━━━ Document
Marketing Operations were spending extensive person months just managing and communicating their calendar of planned activities.  Literally, there are multiple companies that have individuals that spend all of their time gathering new and changed information that drive the calendar of marketing activities and formatting the information to communicate it (everything from elaborate graphics to spreadsheets) to people inside and outside the company that need to know.  So, what if there was a tool within marketing automation that allows the people that are managing their marketing projects to easily update their calendar dates that could drive a series of calendars tailored to the audience and available online?  A simple concept extended to scale and married with the current process of marketing project management can really work.   I would love to hear from those of you that relate to this, those doing this or those that have tried and failed.

Marketing Process Management....Oxymoron?

Friday, September 25, 2009 by Jeff Chamberlain
My first job in marketing was with Hewlett-Packard and my title was "Technical Marketing." Since that time this title has probably taken on multiple meanings, but at the time it seemed like an oxymoron (you know - like Jumbo Shrimp).  Having spent my entire career in marketing, the concept of Marketing Process Management suffers from a similar impression.  However, I can attest personally from my own experience and conversations with several marketers, that project management is a major part of marketing whether it is acknowledged or not.  We worked with Peppers and Rogers group to develop a white paper on the Marketing Value Chain that speaks to this aspect of Marketing Operations very well.

Marketing organizations have attacked this issue from many angles.  Some outsource heavily and put this burden on their agencies.  Some just throw more resources at it or bring in outsourced help when they get behind.  Some have hired project experts that drive manual process and some have started using collaboration or workflow tools to address the issue head on.  Very few have gotten very far along in their maturity of dealing with Marketing Process Management and are certainly not close to getting the most out of their resources.  Because that is really what it is about...getting the most of your resources (people, time and money).  You can avoid rush fees, do more in parallel, reduce or eliminate rework from missed legal or creative reviews and learn more about how you operate to optimize your own procedures.  It starts with you defining your marketing processes and committing to supporting and using marketing automation to manage and improve how you work. Oh, and we can help with all of that!

Marketing Operations Software. Now I know!

Wednesday, September 23, 2009 by Kati Dafoe

When I graduated from college and entered the business world four years ago, I would've readily admitted that I didn't know much at all about corporate America. There were things I knew I didn't know, like how people managed to work in the same job for years. My experience, to that point, included various jobs that each lasted between four and six months. But, for the most part, I didn't know what I didn't know.

I didn't know that there were thousands of unique job titles in marketing that I could explore with my marketing degree, and I didn't know what those job titles were or meant. Marketing Research. Marketing Communications. Media and Public Relations. Marketing Campaigns. Inside Sales. Graphics. Web Content Management. Product Marketing. Event Management. (I like the sound of that last one...)

I also didn't know there would be applications and programs and software that would help me accomplish and organize my day-to-day work life, let alone that one of those software programs would fall under the marketing operations software umbrella. I definitely didn't know that I'd be working for a company that develops an industry leading product under that umbrella.

At Aprimo, we drink our own champagne. We develop and sell marketing operations software, and our marketing department uses it. I was introduced to "ARC," our internal implementation of the software, Aprimo Resource Center, on my first day. In those days, using ARC, meant researching, verifying and updating customer and prospect data in our database. Today, it means a hundred different things. I can't manage the planning and logistics of an event without it! I mean, I could. But I'd rather not.
━━━━━━
• _What to work on_
1. Return the passage of the blog excerpt word for word, starting at "I also didn't" and ending at "I'd rather not.".
2. Condense the paragraph of the blog excerpt that begins "Marketing organizations have attacked this issue" into a bulleted list that keeps its main facts.
Rely on the blog excerpt above and nothing else.
━━━ Items
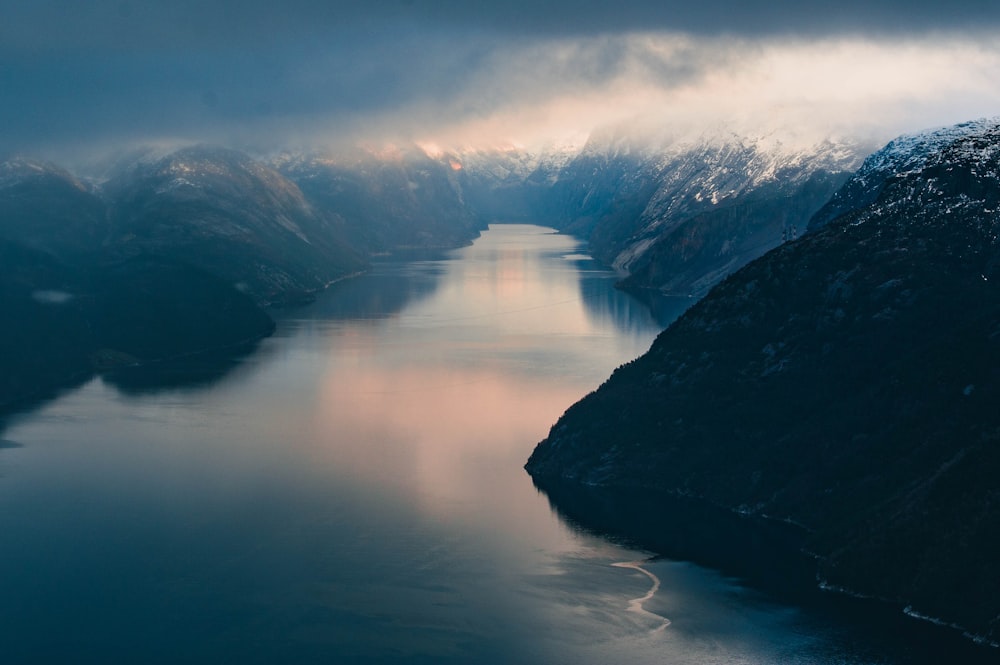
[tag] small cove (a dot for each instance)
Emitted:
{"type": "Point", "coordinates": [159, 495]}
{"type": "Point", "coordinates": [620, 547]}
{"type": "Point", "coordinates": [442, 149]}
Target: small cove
{"type": "Point", "coordinates": [351, 490]}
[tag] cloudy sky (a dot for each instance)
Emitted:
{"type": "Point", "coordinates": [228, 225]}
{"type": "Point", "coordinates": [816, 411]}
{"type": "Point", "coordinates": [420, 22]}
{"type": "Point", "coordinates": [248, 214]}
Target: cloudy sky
{"type": "Point", "coordinates": [263, 74]}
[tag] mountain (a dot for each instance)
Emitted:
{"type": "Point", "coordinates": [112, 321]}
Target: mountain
{"type": "Point", "coordinates": [76, 303]}
{"type": "Point", "coordinates": [673, 213]}
{"type": "Point", "coordinates": [46, 208]}
{"type": "Point", "coordinates": [230, 215]}
{"type": "Point", "coordinates": [396, 198]}
{"type": "Point", "coordinates": [846, 382]}
{"type": "Point", "coordinates": [681, 217]}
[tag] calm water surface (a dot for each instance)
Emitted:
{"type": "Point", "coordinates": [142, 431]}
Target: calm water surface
{"type": "Point", "coordinates": [353, 491]}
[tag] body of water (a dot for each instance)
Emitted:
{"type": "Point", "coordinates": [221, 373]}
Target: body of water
{"type": "Point", "coordinates": [352, 491]}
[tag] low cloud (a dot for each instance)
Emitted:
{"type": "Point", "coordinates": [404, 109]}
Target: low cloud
{"type": "Point", "coordinates": [305, 73]}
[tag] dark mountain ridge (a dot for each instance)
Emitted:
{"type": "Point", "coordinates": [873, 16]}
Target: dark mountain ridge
{"type": "Point", "coordinates": [846, 382]}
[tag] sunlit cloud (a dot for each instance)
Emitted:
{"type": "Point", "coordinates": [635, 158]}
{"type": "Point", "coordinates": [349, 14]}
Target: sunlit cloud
{"type": "Point", "coordinates": [384, 76]}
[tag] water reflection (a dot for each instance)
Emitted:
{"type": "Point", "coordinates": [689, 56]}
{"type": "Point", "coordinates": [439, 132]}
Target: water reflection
{"type": "Point", "coordinates": [355, 493]}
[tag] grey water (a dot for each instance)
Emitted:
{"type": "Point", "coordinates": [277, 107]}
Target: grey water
{"type": "Point", "coordinates": [351, 491]}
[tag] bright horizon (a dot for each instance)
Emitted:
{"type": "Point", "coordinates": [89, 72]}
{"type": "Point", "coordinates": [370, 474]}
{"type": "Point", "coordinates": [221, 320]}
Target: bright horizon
{"type": "Point", "coordinates": [314, 75]}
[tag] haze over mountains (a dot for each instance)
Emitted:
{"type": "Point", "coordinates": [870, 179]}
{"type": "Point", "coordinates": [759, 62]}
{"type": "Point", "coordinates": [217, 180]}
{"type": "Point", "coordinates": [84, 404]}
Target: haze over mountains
{"type": "Point", "coordinates": [843, 381]}
{"type": "Point", "coordinates": [273, 231]}
{"type": "Point", "coordinates": [846, 382]}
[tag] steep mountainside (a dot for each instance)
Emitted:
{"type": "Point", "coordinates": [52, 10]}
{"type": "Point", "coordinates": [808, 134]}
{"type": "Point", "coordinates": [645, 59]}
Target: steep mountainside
{"type": "Point", "coordinates": [230, 215]}
{"type": "Point", "coordinates": [846, 381]}
{"type": "Point", "coordinates": [675, 214]}
{"type": "Point", "coordinates": [45, 208]}
{"type": "Point", "coordinates": [390, 200]}
{"type": "Point", "coordinates": [685, 216]}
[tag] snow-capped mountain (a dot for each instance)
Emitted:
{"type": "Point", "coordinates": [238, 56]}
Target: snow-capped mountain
{"type": "Point", "coordinates": [387, 198]}
{"type": "Point", "coordinates": [971, 142]}
{"type": "Point", "coordinates": [674, 214]}
{"type": "Point", "coordinates": [846, 381]}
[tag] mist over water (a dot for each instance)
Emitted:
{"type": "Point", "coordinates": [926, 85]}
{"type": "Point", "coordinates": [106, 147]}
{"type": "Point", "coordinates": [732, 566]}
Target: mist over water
{"type": "Point", "coordinates": [352, 491]}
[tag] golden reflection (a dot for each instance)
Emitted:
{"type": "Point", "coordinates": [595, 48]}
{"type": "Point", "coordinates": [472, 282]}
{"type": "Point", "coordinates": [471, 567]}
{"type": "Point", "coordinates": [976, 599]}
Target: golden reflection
{"type": "Point", "coordinates": [421, 429]}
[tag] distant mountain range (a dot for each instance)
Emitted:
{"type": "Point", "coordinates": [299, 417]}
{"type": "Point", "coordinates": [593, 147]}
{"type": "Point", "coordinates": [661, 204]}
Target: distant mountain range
{"type": "Point", "coordinates": [842, 374]}
{"type": "Point", "coordinates": [175, 254]}
{"type": "Point", "coordinates": [846, 381]}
━━━━━━
• _Answers below_
1.
I also didn't know there would be applications and programs and software that would help me accomplish and organize my day-to-day work life, let alone that one of those software programs would fall under the marketing operations software umbrella. I definitely didn't know that I'd be working for a company that develops an industry leading product under that umbrella.

At Aprimo, we drink our own champagne. We develop and sell marketing operations software, and our marketing department uses it. I was introduced to "ARC," our internal implementation of the software, Aprimo Resource Center, on my first day. In those days, using ARC, meant researching, verifying and updating customer and prospect data in our database. Today, it means a hundred different things. I can't manage the planning and logistics of an event without it! I mean, I could. But I'd rather not.

2.
- Marketing organizations have approached the issue in several ways:
  - Outsourcing heavily and putting the burden on agencies
  - Adding resources or bringing in outsourced help when behind
  - Hiring project experts who drive manual processes
  - Using collaboration or workflow tools
- Very few have matured far in handling Marketing Process Management, and they are not close to getting the most from their resources (people, time and money).
- Doing so can help avoid rush fees, allow more work in parallel, and reduce or eliminate rework from missed legal or creative reviews. It also builds knowledge of how the organization operates so it can optimize its procedures.
- It starts with defining marketing processes and committing to support and use marketing automation, which the company offers to help with.